▶ MATERIAL TO PROCESS
_ _ _ _
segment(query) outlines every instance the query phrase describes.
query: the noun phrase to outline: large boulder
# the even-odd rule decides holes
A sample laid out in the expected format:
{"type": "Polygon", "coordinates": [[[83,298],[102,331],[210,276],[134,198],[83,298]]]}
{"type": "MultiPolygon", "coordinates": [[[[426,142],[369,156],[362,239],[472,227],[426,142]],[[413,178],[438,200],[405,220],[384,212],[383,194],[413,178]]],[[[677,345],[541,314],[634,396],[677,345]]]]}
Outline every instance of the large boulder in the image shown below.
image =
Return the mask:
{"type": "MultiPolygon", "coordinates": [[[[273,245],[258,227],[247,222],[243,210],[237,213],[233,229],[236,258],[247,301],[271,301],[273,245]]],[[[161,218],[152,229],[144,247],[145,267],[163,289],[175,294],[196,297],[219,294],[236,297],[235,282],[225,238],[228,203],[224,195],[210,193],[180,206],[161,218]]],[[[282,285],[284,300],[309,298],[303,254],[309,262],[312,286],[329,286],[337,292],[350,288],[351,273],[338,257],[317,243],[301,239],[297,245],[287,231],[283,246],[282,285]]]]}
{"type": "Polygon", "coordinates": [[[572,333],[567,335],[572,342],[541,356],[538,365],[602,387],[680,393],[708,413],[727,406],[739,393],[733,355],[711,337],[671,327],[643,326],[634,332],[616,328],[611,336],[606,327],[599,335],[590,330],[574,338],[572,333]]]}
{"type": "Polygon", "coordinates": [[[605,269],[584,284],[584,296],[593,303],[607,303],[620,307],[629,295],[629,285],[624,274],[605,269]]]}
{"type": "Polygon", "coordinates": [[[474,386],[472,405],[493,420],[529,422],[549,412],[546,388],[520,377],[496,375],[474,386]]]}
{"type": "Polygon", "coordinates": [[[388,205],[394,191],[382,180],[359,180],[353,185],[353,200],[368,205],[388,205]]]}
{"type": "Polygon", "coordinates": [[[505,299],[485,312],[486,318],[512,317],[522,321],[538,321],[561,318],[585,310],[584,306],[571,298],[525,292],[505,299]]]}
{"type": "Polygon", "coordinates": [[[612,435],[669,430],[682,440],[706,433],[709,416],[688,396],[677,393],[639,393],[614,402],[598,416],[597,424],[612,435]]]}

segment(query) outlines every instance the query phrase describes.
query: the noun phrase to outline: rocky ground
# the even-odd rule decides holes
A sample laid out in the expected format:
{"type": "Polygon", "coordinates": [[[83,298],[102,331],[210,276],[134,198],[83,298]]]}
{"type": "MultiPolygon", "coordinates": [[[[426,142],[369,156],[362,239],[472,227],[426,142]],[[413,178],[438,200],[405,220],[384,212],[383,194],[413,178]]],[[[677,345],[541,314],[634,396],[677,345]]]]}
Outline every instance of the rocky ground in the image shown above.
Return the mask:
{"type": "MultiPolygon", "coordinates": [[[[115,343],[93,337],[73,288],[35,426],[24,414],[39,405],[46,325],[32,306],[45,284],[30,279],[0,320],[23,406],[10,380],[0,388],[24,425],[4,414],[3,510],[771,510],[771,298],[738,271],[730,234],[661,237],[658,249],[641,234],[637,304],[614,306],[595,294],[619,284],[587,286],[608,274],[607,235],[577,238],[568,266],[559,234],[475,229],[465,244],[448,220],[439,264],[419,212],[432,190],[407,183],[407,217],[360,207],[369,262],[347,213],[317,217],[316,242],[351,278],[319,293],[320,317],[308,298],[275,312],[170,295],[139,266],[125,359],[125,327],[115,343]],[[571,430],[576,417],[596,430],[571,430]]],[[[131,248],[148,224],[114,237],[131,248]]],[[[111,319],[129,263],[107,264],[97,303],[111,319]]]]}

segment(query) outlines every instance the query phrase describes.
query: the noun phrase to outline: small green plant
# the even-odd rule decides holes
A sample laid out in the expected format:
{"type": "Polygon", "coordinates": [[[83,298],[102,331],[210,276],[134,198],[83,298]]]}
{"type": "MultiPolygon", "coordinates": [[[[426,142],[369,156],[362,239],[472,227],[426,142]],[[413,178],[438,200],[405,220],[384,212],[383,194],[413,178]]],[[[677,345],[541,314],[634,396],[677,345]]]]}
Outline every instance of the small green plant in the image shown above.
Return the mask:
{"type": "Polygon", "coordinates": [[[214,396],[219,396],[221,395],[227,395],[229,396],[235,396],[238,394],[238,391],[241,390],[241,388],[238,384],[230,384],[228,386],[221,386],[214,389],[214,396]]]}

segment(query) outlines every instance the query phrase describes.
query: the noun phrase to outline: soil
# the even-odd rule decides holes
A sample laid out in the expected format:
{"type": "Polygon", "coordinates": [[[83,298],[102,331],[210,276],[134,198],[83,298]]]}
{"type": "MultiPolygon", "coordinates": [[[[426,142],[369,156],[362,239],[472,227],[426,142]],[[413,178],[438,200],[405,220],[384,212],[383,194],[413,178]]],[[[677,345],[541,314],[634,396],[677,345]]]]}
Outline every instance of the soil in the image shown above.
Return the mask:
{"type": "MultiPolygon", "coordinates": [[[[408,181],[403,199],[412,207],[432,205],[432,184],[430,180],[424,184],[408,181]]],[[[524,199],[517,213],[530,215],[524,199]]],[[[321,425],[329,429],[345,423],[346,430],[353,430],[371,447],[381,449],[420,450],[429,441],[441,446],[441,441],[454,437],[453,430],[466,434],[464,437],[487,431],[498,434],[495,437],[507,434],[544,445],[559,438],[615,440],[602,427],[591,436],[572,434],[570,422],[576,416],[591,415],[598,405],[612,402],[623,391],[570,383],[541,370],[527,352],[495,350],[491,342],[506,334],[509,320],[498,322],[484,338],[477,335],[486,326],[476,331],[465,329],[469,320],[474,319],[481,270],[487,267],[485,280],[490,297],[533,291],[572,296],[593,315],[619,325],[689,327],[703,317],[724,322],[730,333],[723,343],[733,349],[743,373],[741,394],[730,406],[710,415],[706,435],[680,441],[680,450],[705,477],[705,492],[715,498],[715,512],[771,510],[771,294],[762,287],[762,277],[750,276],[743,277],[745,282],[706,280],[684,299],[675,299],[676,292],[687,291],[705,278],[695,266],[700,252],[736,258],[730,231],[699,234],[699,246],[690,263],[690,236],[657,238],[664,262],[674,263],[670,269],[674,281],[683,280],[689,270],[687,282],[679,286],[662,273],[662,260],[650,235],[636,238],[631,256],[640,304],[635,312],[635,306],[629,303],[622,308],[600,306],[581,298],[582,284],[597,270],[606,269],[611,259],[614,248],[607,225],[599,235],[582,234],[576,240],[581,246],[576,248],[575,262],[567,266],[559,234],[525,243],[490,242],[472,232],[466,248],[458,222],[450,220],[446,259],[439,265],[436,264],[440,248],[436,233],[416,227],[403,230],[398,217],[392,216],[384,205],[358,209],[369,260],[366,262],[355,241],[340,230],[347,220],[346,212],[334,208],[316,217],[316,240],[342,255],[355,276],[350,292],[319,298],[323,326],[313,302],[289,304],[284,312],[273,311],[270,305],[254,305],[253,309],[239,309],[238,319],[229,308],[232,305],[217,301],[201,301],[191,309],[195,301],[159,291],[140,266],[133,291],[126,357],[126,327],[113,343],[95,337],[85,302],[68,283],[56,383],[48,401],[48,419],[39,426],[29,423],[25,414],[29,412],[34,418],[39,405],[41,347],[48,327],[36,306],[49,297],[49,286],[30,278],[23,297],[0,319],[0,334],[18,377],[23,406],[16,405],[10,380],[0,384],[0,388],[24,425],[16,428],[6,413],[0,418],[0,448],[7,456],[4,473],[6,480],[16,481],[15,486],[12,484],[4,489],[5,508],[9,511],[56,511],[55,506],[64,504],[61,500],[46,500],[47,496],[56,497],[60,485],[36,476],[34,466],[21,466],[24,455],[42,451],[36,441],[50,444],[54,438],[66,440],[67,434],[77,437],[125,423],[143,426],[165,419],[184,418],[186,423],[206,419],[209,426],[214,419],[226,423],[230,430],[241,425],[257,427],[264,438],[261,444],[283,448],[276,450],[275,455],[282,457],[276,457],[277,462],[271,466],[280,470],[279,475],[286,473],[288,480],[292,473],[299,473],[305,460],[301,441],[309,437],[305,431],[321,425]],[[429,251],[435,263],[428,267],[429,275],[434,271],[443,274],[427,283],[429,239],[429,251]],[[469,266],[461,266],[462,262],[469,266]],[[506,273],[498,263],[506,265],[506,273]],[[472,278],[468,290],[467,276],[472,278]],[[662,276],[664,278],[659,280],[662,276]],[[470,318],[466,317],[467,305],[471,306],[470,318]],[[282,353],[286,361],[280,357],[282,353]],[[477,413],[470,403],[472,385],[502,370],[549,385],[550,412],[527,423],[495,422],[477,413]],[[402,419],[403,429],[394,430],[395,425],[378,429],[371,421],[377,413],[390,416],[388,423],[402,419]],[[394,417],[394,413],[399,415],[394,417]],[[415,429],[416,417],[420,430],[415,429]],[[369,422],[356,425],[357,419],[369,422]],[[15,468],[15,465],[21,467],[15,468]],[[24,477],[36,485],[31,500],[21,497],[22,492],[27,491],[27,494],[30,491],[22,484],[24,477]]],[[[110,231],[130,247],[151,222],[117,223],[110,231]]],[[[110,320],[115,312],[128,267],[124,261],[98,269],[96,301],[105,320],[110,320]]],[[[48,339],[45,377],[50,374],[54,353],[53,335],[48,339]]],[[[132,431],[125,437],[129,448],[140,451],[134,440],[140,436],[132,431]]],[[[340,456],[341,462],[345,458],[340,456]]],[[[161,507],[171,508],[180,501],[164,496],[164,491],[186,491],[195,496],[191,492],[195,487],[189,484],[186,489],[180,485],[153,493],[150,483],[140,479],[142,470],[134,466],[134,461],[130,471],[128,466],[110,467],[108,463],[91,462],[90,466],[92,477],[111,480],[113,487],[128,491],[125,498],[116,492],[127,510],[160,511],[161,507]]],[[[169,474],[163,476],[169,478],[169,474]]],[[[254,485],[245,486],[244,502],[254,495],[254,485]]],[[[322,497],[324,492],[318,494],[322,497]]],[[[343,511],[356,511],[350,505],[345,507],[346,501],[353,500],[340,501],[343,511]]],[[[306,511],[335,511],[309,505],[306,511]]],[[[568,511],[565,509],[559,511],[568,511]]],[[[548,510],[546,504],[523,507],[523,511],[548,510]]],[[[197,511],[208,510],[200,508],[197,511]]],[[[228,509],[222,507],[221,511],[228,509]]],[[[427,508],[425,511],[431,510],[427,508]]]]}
_ _ _ _
▶ WHAT IS EXPECTED
Collect every line in the listing above that contains the word "rocky", treating uppercase and lowercase as different.

▶ RESULT OF THE EXERCISE
query: the noun phrase to outline: rocky ground
Outline every instance of the rocky ground in the image shown above.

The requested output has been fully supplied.